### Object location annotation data
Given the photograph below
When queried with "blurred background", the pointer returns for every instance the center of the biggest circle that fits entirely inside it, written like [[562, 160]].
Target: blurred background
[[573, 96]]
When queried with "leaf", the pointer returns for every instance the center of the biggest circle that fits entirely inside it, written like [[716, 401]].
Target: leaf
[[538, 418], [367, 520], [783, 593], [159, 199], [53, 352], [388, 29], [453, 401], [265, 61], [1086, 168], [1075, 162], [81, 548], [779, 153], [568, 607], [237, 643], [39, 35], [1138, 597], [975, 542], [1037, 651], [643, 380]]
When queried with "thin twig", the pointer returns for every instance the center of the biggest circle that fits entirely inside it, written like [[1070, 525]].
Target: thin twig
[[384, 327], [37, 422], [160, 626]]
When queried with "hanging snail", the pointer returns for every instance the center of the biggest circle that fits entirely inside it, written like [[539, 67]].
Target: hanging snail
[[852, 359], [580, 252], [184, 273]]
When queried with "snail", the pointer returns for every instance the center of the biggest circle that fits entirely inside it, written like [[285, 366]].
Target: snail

--

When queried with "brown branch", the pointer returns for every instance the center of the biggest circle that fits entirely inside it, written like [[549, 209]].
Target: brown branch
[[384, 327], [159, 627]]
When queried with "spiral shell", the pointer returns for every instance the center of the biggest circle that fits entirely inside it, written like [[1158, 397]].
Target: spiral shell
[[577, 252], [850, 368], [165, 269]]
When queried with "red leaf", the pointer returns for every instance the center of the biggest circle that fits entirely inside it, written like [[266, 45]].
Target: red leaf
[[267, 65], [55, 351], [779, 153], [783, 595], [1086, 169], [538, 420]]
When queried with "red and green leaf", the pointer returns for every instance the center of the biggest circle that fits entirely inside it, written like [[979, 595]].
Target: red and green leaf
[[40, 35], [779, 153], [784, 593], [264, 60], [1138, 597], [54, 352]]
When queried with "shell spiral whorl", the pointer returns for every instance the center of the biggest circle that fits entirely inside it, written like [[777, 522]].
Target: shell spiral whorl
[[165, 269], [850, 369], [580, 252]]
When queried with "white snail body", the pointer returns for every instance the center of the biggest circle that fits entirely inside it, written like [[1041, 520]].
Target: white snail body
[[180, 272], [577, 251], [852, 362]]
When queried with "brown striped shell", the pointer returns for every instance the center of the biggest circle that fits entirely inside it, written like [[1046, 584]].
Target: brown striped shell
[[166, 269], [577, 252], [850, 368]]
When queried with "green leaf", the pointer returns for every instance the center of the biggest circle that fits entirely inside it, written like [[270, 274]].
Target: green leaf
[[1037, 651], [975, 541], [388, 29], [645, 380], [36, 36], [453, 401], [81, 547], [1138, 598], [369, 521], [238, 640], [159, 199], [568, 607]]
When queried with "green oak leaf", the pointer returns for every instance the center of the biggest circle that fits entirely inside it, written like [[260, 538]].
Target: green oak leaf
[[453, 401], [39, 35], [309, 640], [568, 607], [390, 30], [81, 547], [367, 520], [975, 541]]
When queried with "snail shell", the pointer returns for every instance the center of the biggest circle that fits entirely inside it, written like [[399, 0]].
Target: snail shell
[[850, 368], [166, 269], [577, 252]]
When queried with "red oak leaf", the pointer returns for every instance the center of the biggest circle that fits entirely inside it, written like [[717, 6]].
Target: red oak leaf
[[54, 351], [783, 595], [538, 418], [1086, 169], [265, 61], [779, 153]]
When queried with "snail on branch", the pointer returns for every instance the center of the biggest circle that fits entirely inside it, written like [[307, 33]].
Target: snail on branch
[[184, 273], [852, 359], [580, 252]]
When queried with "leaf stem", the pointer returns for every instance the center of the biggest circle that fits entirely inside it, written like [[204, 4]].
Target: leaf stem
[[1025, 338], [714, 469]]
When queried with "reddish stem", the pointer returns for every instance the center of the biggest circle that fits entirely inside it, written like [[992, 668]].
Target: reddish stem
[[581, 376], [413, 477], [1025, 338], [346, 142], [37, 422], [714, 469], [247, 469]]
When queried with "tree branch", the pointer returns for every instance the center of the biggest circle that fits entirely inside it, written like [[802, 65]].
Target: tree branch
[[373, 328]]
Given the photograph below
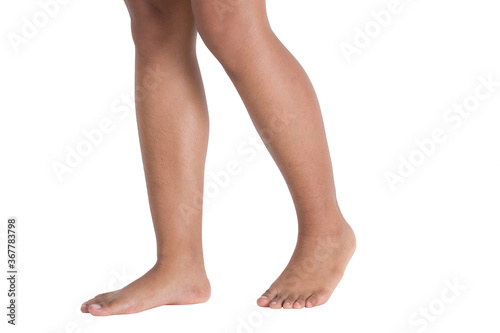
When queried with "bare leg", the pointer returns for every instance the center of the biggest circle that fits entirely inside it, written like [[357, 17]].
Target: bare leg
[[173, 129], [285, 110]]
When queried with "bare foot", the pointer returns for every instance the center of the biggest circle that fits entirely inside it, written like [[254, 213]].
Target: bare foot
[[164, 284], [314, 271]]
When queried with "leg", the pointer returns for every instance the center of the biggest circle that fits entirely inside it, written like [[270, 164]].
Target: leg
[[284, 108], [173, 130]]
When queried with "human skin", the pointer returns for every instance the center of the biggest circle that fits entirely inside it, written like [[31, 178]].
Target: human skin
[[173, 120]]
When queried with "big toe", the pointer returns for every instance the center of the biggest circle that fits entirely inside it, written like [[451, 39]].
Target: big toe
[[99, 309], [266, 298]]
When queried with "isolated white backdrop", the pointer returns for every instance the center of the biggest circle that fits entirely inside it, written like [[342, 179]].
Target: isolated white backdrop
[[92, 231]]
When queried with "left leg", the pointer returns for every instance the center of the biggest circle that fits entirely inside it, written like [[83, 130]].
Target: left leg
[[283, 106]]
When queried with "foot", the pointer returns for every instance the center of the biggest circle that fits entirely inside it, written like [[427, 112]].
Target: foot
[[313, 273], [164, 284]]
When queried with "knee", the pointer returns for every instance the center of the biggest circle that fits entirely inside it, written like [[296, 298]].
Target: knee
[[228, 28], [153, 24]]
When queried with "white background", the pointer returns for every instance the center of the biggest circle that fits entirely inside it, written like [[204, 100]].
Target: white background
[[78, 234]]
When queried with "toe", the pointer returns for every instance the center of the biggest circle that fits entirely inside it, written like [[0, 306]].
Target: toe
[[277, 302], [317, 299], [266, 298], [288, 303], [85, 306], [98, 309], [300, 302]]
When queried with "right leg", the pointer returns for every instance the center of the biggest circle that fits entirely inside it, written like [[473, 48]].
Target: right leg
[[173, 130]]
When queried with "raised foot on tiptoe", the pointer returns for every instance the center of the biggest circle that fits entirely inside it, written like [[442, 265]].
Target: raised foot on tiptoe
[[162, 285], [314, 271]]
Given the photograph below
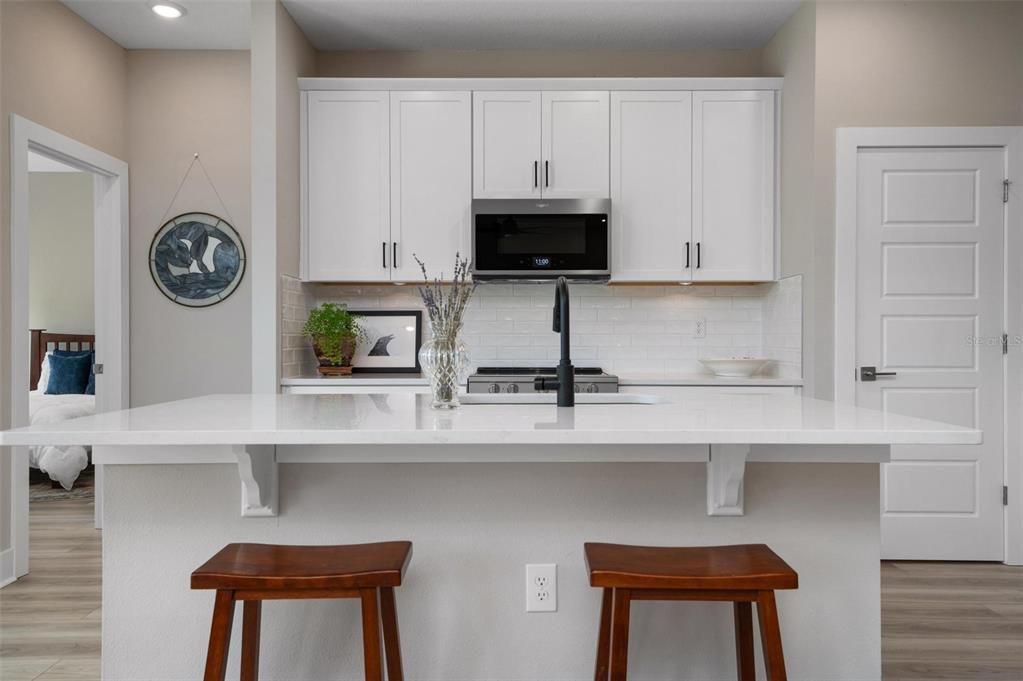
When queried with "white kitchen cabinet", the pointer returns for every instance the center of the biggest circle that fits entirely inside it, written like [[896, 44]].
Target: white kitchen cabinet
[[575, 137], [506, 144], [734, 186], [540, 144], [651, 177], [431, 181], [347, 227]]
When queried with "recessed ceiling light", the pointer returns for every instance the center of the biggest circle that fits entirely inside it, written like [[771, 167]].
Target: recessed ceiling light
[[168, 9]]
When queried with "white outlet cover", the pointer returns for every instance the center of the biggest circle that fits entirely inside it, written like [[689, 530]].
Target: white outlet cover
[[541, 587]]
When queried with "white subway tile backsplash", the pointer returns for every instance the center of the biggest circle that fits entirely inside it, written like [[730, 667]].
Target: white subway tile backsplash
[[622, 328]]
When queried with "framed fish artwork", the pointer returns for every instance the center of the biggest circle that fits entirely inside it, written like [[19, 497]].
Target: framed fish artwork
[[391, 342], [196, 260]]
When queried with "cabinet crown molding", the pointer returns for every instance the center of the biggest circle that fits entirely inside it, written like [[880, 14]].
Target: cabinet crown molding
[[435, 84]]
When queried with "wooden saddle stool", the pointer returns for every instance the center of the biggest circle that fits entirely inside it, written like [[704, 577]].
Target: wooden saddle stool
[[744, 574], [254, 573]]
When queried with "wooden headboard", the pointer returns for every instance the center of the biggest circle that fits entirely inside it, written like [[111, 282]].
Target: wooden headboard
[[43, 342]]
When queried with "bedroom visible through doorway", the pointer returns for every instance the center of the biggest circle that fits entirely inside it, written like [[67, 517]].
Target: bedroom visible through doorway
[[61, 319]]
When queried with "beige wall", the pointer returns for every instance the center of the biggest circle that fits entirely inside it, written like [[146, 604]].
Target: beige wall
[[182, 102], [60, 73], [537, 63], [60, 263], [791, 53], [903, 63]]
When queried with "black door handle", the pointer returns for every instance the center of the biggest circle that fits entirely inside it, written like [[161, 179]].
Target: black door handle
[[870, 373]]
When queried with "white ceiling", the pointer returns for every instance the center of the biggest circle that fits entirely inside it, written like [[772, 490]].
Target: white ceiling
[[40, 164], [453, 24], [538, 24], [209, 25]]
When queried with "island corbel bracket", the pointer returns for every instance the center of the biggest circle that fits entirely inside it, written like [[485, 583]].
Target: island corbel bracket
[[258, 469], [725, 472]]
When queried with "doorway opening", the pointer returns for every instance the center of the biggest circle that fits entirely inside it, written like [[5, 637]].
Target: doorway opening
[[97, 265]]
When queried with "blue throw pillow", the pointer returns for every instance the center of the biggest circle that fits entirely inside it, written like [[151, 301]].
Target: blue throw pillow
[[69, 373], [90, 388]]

* * *

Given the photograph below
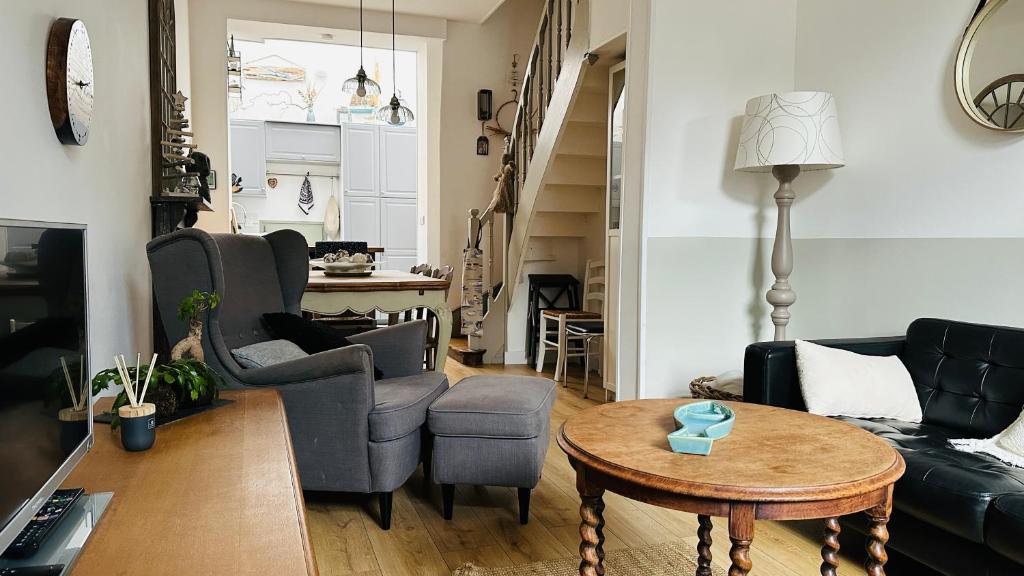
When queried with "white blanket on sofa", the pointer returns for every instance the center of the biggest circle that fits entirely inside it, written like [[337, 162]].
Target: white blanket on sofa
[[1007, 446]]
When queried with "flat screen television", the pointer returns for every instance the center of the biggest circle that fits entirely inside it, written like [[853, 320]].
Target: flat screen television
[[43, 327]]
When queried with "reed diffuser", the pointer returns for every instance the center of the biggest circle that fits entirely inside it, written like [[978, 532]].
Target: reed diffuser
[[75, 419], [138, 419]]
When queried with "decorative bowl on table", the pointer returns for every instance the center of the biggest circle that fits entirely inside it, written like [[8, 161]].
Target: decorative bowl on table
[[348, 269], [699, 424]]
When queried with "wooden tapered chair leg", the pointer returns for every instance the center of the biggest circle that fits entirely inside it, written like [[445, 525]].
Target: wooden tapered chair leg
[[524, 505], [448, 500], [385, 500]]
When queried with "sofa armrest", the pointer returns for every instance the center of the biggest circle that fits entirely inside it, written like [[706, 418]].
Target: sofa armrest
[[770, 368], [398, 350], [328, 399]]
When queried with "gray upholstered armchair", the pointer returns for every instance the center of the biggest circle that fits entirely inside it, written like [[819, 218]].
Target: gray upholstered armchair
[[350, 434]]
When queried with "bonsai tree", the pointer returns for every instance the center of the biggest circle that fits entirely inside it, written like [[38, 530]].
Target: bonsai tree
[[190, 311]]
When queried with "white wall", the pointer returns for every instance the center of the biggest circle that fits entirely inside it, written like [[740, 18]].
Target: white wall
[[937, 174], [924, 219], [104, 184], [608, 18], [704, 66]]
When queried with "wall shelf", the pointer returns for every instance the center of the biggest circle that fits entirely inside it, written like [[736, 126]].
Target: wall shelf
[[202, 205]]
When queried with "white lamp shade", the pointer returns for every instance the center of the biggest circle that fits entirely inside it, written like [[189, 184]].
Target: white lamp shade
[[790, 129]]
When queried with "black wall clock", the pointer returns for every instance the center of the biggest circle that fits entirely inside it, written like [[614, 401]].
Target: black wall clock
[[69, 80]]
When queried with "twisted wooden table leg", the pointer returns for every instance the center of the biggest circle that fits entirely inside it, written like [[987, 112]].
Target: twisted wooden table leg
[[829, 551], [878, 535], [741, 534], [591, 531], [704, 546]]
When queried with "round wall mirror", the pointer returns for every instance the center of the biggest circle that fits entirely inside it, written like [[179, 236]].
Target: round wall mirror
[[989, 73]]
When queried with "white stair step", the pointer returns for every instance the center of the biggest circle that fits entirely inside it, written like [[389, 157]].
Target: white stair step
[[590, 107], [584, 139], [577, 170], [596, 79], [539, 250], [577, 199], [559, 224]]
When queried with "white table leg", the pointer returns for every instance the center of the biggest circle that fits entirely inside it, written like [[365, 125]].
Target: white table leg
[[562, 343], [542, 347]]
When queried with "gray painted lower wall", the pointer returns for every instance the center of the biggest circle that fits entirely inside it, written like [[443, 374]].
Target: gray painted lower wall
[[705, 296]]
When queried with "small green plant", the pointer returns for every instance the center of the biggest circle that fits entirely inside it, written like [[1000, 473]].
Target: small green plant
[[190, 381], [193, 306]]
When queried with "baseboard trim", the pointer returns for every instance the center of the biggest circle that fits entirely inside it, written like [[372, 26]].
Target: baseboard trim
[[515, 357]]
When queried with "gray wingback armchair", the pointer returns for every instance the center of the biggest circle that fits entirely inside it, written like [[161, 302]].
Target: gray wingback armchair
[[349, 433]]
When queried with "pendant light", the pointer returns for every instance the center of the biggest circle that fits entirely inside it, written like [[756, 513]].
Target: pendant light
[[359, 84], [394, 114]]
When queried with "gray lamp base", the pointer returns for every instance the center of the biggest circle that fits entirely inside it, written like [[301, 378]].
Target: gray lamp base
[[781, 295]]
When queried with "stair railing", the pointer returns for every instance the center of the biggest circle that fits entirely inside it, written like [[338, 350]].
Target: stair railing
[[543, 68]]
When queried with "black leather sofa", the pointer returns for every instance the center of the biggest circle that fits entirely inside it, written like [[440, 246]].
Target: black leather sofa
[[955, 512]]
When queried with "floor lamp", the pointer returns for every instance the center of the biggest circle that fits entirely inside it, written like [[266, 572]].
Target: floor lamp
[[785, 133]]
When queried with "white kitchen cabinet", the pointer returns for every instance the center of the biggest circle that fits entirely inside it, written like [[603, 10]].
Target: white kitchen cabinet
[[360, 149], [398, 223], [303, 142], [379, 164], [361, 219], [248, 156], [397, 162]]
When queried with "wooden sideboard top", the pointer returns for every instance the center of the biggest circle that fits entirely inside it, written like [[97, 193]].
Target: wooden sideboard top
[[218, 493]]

### Task requirements
Arrange the material from the line containing "like [[1000, 473]]." through the line containing "156], [397, 162]]", both included, as a JSON list of strings with one string per line. Leave out blank lines.

### Reply to the exercise
[
  "When queried with \"small green plant\", the pointer returns for every instance the center of the biggest circle that fits entirely inside it, written like [[1000, 473]].",
  "Target: small green plant",
  "[[190, 381], [193, 306]]",
  "When queried with \"baseboard trim\", the pointer returns for every instance the center of the biggest circle that fits entirely inside it, written like [[372, 26]].",
  "Target: baseboard trim",
  "[[515, 357]]",
  "When queried with \"gray wingback armchair\", the pointer returns for every instance the center of the biggest circle that fits entirely inside it, written like [[161, 302]].",
  "Target: gray wingback armchair",
  "[[349, 433]]",
  "When queried with \"pendant light\", the pointer returns for every instance the center of the biggest circle that fits entirely inside it, written like [[756, 513]].",
  "Target: pendant light",
  "[[359, 84], [394, 114]]",
  "When queried with \"gray lamp base\", the pointer returns for every instance the center of the biggest circle that fits entirely inside it, written like [[301, 378]].",
  "Target: gray lamp base",
  "[[781, 295]]",
  "When queried with \"stair railing\", the pointer returns for every instance the center of the biggest circle that fits entirely inside it, written like [[338, 350]].",
  "Target: stair railing",
  "[[543, 68]]",
  "When queried with \"black leather sofa\", the pointer returns for every instance the center of the biggest circle that fits entirely inside it, written like [[440, 246]].",
  "Target: black leather sofa",
  "[[955, 512]]",
  "When queried with \"floor lamp\", the pointer returns for every instance the center of the biggest circle that fits entirely inside it, written like [[266, 572]].",
  "Target: floor lamp",
  "[[785, 133]]",
  "When queried with \"white kitchen cabinet\", the pointer returns for every instance the center of the biggest circle that fits entirely inside it, written like [[603, 10]].",
  "Target: white kitchen cabinet",
  "[[360, 149], [398, 223], [303, 142], [379, 164], [361, 219], [248, 156], [397, 162]]"
]